Prompt
Format all of the data below as a two-column CSV with the headers input and output, one row for each text and its answer. Put each in a single quoted field, with line breaks replaced by spaces.

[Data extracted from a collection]
---

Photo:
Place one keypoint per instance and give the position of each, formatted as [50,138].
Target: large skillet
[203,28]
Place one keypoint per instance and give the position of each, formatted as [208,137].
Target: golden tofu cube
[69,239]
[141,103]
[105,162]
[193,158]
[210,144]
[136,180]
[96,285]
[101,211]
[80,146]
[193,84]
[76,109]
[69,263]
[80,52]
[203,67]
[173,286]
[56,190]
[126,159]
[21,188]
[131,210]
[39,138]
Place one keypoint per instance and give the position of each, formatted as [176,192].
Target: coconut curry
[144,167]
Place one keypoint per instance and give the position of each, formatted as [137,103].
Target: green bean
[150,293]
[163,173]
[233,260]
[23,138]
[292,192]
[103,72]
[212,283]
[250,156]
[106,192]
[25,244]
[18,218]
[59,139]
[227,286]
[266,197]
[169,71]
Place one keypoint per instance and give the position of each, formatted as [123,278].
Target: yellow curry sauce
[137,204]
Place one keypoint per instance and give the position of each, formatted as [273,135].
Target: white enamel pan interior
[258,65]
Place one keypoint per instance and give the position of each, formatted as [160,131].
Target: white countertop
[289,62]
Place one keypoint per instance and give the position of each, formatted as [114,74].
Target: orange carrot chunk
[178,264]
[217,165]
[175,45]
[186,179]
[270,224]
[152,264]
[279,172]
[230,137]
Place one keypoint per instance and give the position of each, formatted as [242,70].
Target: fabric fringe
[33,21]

---

Right answer
input,output
"Photo: Place one keypoint per instance and give the position of each, formatted as [50,138]. Target: large skillet","[203,28]"
"Place one keypoint per instance and give the position of each, formatted as [208,137]. Target: golden tofu cube","[69,239] [141,103] [105,162] [193,158] [210,144] [136,180] [96,285] [101,211] [80,146] [193,84] [76,109] [69,263] [80,52] [203,67] [173,286] [56,190] [126,159] [21,188] [131,210] [39,138]"
"Place one keypoint per instance and give the position of each, formatted as [176,192]. Target: coconut curry","[144,167]"
"Place one keypoint per instance and give the position of each, formatted as [137,103]. Target: green bean","[150,293] [163,173] [233,260] [23,138] [292,192] [103,72] [212,283] [250,156] [106,192] [25,244] [18,218] [59,139] [227,286] [266,197] [169,71]"
"Place one keypoint per instance and give the position of each, formatted as [123,278]. Target: yellow curry sauce","[137,204]"
"Place one keypoint per instance and give the position of each, formatted as [273,135]. Target: white enamel pan interior","[258,65]"
"Place one keypoint per instance and give the position of each, formatted as [160,131]. Target: white countertop","[289,62]"
"Place one keypoint per instance and give the position of each, formatted as [114,74]. Target: orange carrot chunk","[178,264] [217,165] [175,45] [186,179] [270,224] [152,264] [279,172] [230,137]"
"Place one keypoint per instance and give the position of each, formatted as [242,70]. Target: fabric fringe","[33,21]"